__Texte proposé__.
Le débat s’amplifie aux Etats-Unis sur le plan de sauvetage des établissements financiers présenté par le secrétaire au Trésor, Henry Paulson. Après un moment de stupeur pour certains, de soulagement pour d’autres, les 700 milliards de dollars à verser par les contribuables, dans l’attente d’hypothétiques régularisations ultérieures, commencent à heurter la morale ordinaire.
L’urgence, cependant, commande. Les marchés ont salué l’initiative qui les a sauvés d’une mort certaine, mais l’Américain moyen fait entendre maintenant ses exigences.
Divers parlementaires déplorent qu’il ne protège pas mieux les contribuables et les propriétaires ou qu’il ne prévoie aucune sanction financière pour les responsables ou au moins un plafonnement des rémunérations dans les sociétés admises à ces aides de l’Etat. Le Congrès exige des garanties d’indépendance pour l’instance de contrôle du plan ; et les deux candidats à la présidentielle font assaut de propositions, communes ou divergentes, avec l’espoir de répondre mieux que l’autre aux angoisses publiques… Le déblocage de ces 700 milliards est sans aucun doute opportun, mais les circonstances de son application sont des plus mauvaises qui soient. On n’est donc même pas sûr de faire tomber la fièvre. Que dire, alors, de traiter la maladie ?

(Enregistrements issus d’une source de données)
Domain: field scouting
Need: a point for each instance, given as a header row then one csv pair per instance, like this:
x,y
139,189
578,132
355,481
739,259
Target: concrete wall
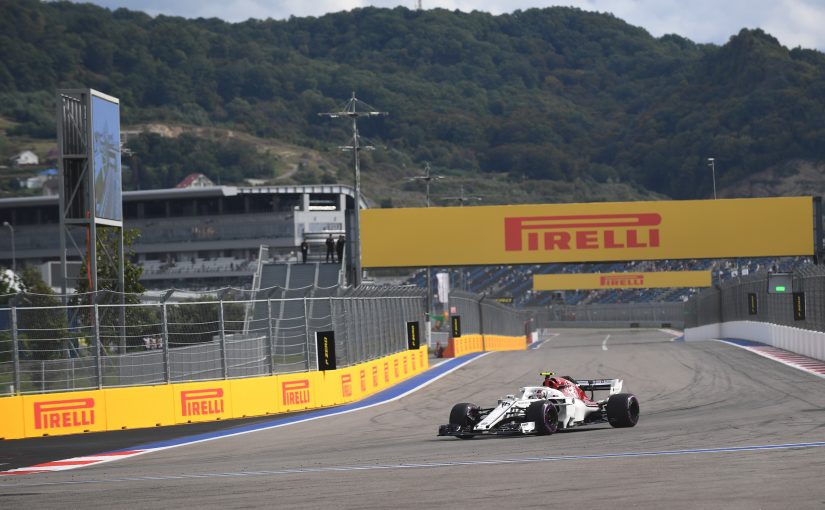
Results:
x,y
801,341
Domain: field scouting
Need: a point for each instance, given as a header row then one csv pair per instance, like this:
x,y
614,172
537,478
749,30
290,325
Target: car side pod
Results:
x,y
448,430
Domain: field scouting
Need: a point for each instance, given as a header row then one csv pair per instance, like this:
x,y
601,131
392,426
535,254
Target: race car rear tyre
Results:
x,y
623,410
544,415
465,416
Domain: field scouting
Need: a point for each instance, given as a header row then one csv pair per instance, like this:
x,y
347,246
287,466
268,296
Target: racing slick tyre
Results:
x,y
622,410
545,415
465,416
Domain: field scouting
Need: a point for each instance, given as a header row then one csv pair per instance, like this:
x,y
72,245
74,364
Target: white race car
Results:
x,y
560,403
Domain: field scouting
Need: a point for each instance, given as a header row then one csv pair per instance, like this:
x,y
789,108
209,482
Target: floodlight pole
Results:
x,y
462,197
350,110
427,177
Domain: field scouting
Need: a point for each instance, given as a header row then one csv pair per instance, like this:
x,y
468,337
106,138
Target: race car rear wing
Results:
x,y
612,385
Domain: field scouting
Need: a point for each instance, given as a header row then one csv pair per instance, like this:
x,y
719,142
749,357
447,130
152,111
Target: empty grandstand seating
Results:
x,y
517,281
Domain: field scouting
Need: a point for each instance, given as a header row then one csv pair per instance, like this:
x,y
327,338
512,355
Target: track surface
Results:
x,y
707,400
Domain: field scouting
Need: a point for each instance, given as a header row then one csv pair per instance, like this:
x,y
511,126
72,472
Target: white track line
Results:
x,y
78,462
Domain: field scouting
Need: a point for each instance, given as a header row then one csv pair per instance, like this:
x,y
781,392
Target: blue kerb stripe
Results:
x,y
382,396
743,343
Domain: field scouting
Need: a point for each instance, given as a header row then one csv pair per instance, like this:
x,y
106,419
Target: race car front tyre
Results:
x,y
465,416
544,415
623,410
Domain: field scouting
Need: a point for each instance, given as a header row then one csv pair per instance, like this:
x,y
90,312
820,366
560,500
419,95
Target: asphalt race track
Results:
x,y
720,428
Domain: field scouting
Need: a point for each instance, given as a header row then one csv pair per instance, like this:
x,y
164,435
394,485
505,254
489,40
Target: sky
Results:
x,y
793,22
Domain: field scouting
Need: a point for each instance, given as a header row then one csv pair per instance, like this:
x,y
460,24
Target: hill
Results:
x,y
558,103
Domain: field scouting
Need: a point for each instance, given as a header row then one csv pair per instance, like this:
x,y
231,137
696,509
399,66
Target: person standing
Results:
x,y
330,248
339,248
304,250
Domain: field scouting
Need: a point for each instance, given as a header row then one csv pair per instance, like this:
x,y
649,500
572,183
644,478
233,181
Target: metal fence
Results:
x,y
613,315
47,347
480,314
747,298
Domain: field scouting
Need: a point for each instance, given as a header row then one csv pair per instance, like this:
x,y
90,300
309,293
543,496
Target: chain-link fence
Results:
x,y
52,347
645,315
485,316
747,298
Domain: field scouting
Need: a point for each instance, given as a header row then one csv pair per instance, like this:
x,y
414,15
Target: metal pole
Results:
x,y
270,338
167,368
306,332
713,170
356,263
15,351
481,323
13,254
224,363
98,348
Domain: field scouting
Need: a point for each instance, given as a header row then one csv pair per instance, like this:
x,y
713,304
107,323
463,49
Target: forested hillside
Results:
x,y
554,94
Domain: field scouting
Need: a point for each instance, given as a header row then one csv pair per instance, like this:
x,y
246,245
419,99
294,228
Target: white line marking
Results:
x,y
431,465
764,354
310,418
544,341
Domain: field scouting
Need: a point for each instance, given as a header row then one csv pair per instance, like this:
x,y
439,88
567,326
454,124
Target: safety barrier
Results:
x,y
179,403
801,341
468,344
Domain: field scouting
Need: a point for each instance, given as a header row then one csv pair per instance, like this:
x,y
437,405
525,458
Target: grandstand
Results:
x,y
194,237
514,283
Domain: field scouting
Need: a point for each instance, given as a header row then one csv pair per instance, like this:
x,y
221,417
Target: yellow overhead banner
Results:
x,y
639,280
613,231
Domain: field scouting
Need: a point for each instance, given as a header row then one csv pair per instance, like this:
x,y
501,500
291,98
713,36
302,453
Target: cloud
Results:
x,y
792,22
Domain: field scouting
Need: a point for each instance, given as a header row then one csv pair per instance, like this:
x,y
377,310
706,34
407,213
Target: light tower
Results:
x,y
462,197
427,178
355,109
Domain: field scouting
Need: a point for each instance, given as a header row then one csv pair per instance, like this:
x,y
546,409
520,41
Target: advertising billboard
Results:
x,y
106,171
613,231
635,280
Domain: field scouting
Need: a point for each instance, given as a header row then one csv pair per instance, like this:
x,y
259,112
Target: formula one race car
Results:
x,y
560,403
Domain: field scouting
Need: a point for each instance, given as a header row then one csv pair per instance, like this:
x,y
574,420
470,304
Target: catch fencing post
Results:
x,y
167,369
15,351
306,332
481,324
224,363
98,348
270,339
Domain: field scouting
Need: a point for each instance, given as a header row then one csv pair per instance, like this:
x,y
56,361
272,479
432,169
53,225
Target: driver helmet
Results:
x,y
552,382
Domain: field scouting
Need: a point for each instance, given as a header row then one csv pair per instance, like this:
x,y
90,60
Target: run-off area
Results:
x,y
720,427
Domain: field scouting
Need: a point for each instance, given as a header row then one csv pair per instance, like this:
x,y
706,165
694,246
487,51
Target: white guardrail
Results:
x,y
801,341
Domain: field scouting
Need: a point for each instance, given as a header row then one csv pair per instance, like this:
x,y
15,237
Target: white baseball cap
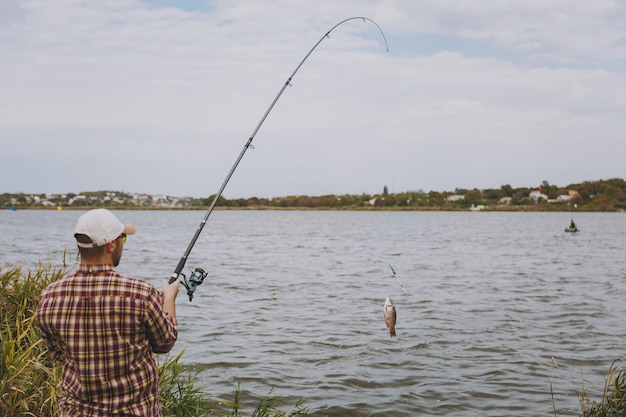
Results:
x,y
102,227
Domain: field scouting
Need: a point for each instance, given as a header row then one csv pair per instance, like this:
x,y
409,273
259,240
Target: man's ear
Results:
x,y
111,246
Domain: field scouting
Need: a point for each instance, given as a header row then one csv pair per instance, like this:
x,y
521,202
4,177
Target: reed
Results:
x,y
613,402
29,379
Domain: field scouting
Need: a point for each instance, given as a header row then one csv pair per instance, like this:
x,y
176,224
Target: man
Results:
x,y
104,327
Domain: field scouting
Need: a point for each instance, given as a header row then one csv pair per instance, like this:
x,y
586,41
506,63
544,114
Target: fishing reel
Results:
x,y
196,278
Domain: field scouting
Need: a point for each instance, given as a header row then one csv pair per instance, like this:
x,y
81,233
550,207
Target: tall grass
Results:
x,y
29,379
613,401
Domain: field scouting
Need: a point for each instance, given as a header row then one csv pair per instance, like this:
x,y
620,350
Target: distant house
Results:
x,y
537,195
456,197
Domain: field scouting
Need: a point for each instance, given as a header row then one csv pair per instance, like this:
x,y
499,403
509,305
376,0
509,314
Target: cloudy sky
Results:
x,y
160,96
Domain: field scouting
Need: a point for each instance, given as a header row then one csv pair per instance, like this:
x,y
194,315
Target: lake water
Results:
x,y
502,306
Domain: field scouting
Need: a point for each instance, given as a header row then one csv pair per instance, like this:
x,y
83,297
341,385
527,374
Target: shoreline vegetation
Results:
x,y
589,196
28,379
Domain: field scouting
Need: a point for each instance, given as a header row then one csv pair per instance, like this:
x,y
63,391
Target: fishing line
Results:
x,y
198,274
406,293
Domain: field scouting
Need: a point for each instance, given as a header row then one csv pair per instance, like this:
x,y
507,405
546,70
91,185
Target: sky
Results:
x,y
161,96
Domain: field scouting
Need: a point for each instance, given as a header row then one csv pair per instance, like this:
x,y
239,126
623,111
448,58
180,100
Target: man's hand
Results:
x,y
170,291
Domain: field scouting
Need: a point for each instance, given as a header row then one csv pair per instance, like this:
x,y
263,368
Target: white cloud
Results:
x,y
509,92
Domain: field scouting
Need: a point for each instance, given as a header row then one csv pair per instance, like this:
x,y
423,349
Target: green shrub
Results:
x,y
29,379
613,403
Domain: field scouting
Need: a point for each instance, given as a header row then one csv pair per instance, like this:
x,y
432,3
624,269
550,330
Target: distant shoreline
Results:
x,y
546,209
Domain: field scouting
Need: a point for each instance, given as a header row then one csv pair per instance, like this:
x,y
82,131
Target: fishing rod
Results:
x,y
198,274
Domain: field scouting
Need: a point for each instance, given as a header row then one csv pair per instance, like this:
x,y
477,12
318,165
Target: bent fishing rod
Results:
x,y
198,274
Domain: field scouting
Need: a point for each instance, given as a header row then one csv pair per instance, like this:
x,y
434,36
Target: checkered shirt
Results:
x,y
103,328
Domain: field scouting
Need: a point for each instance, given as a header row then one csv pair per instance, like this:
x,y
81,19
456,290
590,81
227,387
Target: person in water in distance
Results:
x,y
104,327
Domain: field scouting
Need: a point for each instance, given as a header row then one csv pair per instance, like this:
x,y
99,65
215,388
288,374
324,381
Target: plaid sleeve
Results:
x,y
161,328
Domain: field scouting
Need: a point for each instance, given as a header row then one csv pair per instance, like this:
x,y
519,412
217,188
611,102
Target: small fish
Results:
x,y
389,314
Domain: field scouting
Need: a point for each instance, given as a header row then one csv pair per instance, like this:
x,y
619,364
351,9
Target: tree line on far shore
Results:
x,y
600,195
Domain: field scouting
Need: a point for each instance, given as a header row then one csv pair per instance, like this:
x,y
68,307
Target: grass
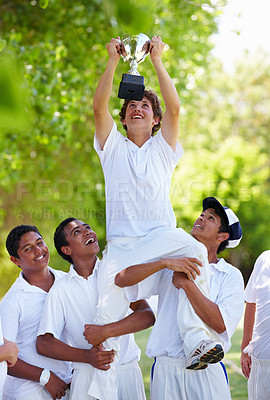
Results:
x,y
238,383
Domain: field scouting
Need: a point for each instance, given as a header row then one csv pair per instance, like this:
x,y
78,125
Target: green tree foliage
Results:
x,y
53,54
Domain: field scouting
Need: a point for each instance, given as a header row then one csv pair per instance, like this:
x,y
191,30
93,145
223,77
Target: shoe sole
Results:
x,y
213,356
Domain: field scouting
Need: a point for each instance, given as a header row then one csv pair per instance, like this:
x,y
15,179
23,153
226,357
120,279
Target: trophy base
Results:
x,y
131,87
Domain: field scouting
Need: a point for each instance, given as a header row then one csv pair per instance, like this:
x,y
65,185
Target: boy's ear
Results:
x,y
15,260
66,250
223,236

__Exercices à faire__.
1 – Répondez à ces questions sur l’article consacré au plan de sauvetage américain.
(a) Qui a présenté le plan de sauvetage des établissements financiers ?
(b) Quelle somme les contribuables doivent-ils verser ?
(c) Qu’exige le Congrès pour l’instance de contrôle du plan ?
2 – Recopiez le passage de l’article sur le plan de sauvetage américain compris entre "L’urgence, cependant, commande." et "maintenant ses exigences.", inclus, en substituant "faillite certaine" à "mort certaine".
Ces enregistrements forment un ensemble à part, indépendant de l’article.

__Corrigé par exercice__.
1 –
(a) Henry Paulson, le secrétaire au Trésor.
(b) 700 milliards de dollars.
(c) Des garanties d’indépendance.

2 –
L’urgence, cependant, commande. Les marchés ont salué l’initiative qui les a sauvés d’une faillite certaine, mais l’Américain moyen fait entendre maintenant ses exigences.